**Document segment**
_ _ _

- Film poster
- Directed by: Rory Douglas Abel
- Produced by: Rory Douglas Abel Matthew Barnes
- Starring: Michael Jefferson Emma Dubery Sarah Schoofs
- Cinematography: Mike Aransky
- Edited by: Rory Douglas Abel
- Music by: John Avarese
- Production companies: Biff Juggernaut Productions Quiet Box Productions
- Distributed by: Image Entertainment
- Release date: November 3, 2013 (Drunken Zombie Film Festival);
- Running time: 94 minutes
- Country: United States
- Language: English

= Phobia (2013 film) =

American horror film

Phobia, also known by its original title of Alone, is a 2013 supernatural psychological horror drama film and the feature film directorial debut of Rory Douglas Abel. The movie had its world premiere on 3 November 2013 at the Drunken Zombie Film Festival and stars Michael Jefferson as an agoraphobic widower that begins to believe that he is being haunted by his wife's specter.

==Plot summary==
Traumatized by the death of his wife Jane (Sarah Schoofs) via a car accident, Jonathan (Michael Jefferson) has developed such a severe case of agoraphobia that he cannot even leave the house to buy groceries or visit his therapist Dr. Edmondson (Peter Gregus). He's reliant on his friend Taylor (Andrew Ruth) and food delivery girl Bree (Emma Dubery) to provide him with companionship and food. Jonathan's tenuous existence is shattered one day when an invader (Jason Grimste) breaks in and strips away what little comfort he had left, prompting Jonathan to begin to experience visions of his wife and a strange Shade (Sandra Palmeri).

==Cast==
- Michael Jefferson as Jonathan MacKinlay
- Emma Dubery as Bree
- Sarah Schoofs as Jane
- Peter Gregus as Dr. Edmondson
- Debbie Rochon as Bible Basher
- Sandra Palmeri as The Shade
- Jason Grimste as Home-Invader
- Andrew Ruth as Taylor
- Hardy Winburn as Driver

==Reception==
DVD Verdict and Bloody Disgusting both gave mostly negative reviews for Phobia, and Bloody Disgusting wrote that "Despite what seems like the potential to be a good indie horror film, Phobia fails to capitalize on its opportunities. Despite the premise, the film just doesn’t bring anything new to the table, and instead just presents all of these elements and hardly does anything with them." HorrorNews.net was more mixed, commenting that the film might have worked better as a short film in the vein of I Am a Ghost, but that making the film feature length negatively impacted it effectiveness. In contrast, Ain't It Cool News was more positive and wrote in their review that "Filled with genuine scares, a chilling atmospheric setting, a sympathetic lead, and a conundrum that grabs you, PHOBIA is low budget filmmaking at its best."

_ _ _

**Listed entries**
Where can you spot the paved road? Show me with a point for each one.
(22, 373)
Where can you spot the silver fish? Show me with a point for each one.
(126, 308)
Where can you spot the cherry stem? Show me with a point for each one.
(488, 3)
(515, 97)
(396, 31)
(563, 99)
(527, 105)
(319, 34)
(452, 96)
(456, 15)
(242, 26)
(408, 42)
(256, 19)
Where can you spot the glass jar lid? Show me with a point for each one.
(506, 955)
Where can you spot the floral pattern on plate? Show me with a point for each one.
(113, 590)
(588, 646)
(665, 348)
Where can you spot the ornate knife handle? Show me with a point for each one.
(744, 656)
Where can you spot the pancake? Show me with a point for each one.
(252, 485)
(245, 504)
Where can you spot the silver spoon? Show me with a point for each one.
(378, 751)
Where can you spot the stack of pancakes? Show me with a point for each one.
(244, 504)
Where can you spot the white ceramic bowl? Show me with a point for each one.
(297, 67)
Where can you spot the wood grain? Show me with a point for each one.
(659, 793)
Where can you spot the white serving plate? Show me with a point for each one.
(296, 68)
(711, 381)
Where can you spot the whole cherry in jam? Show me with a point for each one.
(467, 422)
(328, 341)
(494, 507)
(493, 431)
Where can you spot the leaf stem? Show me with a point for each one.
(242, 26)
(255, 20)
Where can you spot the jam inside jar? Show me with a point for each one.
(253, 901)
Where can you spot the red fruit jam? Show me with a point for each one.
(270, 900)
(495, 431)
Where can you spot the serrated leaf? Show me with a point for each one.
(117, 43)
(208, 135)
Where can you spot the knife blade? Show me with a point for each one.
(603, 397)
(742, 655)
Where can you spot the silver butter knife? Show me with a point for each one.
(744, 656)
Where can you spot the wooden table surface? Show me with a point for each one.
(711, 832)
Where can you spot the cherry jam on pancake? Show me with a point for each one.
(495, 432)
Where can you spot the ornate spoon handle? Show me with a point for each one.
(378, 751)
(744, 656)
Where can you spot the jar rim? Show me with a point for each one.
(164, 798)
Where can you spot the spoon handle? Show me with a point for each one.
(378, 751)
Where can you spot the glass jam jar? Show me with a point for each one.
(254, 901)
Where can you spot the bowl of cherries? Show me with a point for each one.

_ _ _

**Tasks to perform**
• a. In the article on Phobia, turn the paragraph beginning "Traumatized by the death of his wife" into a short list that keeps its main facts.
• b. Reproduce the part of the article on Phobia that opens with the words containing "American horror film" and closes with "his wife's specter.".

**Answers to the exercises**
• a.
- Jonathan's wife Jane dies in a car accident.
- He develops agoraphobia so severe that he cannot leave the house, even to buy groceries or see his therapist, Dr. Edmondson.
- He depends on his friend Taylor and on Bree, a food delivery girl, for company and food.
- An invader breaks into his home and takes away what little comfort he had left.
- After this, Jonathan begins to have visions of his wife and of a strange Shade.

• b.
American horror film

Phobia, also known by its original title of Alone, is a 2013 supernatural psychological horror drama film and the feature film directorial debut of Rory Douglas Abel. The movie had its world premiere on 3 November 2013 at the Drunken Zombie Film Festival and stars Michael Jefferson as an agoraphobic widower that begins to believe that he is being haunted by his wife's specter.